Return only what lies between the first line of the entries and the line containing "Target: information sign on wall", both lines included.

**Available records**:

....................

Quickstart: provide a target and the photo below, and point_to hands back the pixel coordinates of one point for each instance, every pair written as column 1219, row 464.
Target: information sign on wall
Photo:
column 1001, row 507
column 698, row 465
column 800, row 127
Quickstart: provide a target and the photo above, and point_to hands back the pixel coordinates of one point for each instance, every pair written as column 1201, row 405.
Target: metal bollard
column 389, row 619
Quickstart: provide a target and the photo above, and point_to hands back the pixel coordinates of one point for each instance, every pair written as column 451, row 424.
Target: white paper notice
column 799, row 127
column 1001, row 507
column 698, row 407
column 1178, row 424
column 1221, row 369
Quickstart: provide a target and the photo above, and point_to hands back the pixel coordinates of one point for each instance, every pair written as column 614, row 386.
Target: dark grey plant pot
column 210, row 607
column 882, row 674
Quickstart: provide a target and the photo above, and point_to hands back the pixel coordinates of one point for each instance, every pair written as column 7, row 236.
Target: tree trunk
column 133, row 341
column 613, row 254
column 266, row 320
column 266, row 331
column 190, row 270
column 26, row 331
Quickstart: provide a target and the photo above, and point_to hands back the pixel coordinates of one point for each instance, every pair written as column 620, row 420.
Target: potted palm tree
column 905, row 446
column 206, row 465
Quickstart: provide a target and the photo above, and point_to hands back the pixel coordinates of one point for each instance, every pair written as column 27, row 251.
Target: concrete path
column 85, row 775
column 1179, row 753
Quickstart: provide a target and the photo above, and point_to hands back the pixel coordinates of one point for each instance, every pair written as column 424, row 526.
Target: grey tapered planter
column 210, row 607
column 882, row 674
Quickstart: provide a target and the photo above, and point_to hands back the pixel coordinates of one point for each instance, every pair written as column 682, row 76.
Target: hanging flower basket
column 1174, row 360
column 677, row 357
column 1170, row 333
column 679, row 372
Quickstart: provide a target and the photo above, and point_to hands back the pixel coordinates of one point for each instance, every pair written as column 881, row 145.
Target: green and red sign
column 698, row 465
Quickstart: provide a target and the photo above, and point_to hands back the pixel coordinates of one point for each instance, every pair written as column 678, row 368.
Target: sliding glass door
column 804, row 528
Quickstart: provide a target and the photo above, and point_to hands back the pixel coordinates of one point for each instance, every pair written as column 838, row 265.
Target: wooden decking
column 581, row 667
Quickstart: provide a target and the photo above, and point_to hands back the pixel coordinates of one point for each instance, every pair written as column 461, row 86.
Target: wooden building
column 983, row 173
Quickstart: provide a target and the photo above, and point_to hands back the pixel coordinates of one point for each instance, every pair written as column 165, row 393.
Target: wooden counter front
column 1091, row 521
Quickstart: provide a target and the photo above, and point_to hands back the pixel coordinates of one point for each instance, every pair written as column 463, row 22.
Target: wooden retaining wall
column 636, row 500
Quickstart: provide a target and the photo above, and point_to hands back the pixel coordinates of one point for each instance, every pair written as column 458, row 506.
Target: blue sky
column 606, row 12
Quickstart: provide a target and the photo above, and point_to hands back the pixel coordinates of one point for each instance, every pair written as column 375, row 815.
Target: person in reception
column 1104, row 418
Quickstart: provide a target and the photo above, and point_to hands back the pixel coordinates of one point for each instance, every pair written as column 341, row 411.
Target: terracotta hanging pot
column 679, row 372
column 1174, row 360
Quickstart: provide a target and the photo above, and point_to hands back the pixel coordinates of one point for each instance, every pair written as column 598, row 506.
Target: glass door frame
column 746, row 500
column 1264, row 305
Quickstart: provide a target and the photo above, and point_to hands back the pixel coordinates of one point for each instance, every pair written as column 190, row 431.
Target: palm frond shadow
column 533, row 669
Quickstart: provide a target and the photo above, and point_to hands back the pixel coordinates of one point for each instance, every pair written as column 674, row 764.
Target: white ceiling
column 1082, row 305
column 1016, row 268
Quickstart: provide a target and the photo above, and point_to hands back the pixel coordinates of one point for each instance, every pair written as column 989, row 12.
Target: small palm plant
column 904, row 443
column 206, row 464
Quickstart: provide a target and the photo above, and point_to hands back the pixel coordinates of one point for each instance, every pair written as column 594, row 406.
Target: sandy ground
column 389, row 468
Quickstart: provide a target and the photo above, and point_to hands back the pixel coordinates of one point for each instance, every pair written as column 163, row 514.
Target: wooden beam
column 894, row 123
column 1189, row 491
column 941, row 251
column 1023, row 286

....................

**Finished task**:
Quickstart: provide a target and the photo below, and point_to hands back the pixel coordinates of one point for each instance, every pair written as column 1219, row 464.
Target: information sign on wall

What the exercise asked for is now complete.